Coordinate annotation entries
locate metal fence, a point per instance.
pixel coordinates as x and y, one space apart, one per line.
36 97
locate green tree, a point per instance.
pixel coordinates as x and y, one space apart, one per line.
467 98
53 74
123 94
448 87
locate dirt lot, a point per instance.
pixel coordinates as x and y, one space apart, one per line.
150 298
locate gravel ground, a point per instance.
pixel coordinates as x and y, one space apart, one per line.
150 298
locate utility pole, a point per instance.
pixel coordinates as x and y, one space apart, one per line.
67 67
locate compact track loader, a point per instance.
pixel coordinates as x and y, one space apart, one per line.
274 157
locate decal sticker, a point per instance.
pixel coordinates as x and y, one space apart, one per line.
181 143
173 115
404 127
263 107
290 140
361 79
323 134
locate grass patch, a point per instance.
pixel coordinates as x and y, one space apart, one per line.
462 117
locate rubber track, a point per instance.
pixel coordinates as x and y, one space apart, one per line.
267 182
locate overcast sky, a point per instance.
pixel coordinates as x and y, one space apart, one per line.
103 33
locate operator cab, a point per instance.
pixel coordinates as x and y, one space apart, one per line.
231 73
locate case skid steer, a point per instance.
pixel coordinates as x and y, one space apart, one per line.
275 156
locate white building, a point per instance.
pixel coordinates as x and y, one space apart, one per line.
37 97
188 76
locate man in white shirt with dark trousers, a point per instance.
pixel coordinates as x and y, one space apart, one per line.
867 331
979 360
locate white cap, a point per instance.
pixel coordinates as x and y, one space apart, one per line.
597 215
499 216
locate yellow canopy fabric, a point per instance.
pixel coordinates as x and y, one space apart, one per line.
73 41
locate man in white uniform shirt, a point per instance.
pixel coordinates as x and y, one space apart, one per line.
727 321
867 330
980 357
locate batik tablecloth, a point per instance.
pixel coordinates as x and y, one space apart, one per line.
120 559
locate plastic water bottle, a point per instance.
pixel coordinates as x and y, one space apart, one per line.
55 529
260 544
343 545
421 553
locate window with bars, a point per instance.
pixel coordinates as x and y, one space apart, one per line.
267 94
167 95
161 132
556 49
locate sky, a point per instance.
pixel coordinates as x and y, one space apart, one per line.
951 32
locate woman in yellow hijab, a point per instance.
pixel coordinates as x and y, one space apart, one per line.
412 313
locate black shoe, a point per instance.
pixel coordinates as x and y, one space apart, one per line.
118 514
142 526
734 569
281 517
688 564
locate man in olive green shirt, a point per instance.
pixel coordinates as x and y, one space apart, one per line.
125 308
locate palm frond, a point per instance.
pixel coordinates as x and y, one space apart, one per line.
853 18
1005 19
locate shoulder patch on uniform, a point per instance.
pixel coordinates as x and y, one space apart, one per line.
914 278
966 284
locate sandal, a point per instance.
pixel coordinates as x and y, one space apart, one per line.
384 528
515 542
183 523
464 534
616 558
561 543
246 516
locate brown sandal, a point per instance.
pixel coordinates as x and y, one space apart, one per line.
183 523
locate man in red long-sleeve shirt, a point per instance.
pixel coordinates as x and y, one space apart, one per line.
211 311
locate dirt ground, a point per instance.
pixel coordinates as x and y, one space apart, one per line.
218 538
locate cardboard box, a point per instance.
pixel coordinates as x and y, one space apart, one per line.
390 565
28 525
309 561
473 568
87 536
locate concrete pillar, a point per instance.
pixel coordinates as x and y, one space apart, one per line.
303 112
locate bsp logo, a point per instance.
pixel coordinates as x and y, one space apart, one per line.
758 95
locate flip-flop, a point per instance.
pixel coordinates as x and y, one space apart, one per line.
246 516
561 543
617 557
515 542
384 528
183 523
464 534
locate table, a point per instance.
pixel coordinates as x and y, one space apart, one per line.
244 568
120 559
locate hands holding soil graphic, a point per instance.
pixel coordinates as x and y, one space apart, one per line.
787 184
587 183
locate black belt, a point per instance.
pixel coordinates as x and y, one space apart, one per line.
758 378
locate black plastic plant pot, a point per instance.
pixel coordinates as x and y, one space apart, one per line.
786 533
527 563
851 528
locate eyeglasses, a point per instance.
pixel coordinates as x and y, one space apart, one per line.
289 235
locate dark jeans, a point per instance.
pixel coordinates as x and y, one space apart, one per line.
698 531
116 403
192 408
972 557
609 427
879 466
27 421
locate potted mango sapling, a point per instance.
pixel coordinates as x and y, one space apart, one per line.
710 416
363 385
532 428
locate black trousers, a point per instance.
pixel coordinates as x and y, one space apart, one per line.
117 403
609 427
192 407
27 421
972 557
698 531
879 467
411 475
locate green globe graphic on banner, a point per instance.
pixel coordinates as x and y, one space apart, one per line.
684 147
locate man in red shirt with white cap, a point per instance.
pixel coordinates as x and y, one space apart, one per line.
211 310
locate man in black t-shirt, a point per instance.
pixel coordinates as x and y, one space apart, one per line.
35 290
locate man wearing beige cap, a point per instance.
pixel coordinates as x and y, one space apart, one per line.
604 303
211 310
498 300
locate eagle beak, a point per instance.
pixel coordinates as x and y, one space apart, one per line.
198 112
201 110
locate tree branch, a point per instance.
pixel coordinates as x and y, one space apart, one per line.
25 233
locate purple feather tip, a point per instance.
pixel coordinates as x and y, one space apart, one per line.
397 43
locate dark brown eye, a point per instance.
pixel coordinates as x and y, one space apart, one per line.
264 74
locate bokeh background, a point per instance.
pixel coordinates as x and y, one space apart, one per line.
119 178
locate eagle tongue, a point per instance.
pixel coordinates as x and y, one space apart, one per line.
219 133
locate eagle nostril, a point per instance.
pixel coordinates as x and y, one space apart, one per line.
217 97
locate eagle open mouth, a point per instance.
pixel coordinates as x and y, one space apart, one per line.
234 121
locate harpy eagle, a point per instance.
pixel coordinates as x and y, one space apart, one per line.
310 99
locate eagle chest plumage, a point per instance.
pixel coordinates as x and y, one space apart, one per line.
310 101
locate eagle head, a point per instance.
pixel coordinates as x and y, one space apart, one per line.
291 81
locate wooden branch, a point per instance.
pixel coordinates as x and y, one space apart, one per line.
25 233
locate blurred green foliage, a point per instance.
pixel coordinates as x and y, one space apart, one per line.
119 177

▶ **Short exercise**
Reproduce the final stretch of the data above: every line from the one holding "locate tree branch, a point per instance." through the end, inclusive, exactly as written and nothing else.

▶ **Correct output**
locate tree branch, a point per instance.
pixel coordinates as x and y, one space apart, one per line.
25 233
locate purple feather tip, a point per instance.
pixel coordinates as x and y, one space apart, one per line.
397 43
locate dark brown eye, a point per instance.
pixel coordinates as x and y, one space apart, one per line.
264 74
locate bokeh background, a point per instance.
pixel coordinates as x and y, one space apart, one per line.
119 178
locate eagle tongue, a point per instance.
pixel coordinates as x and y, one space apart, one per line.
219 133
locate eagle nostril, a point per instance.
pixel coordinates as x and y, one space apart, one per line.
217 97
locate eagle open mouth, a point per instance.
pixel coordinates as x and y, one space apart, one per line.
234 121
locate harpy eagle, a point per instance.
pixel coordinates as x and y, one space apart, one per line.
310 99
locate eagle chest plumage, a point per instance.
pixel coordinates as x and y, one space apart, one per line.
310 101
locate eagle head, a point per instance.
pixel coordinates as x and y, one space apart, one per line.
291 81
locate wooden branch, a point per instance.
pixel coordinates as x and y, one space apart, one per line.
25 233
locate blurred green foliage, a point per instance.
pixel coordinates as x and y, one space apart, one per line.
119 177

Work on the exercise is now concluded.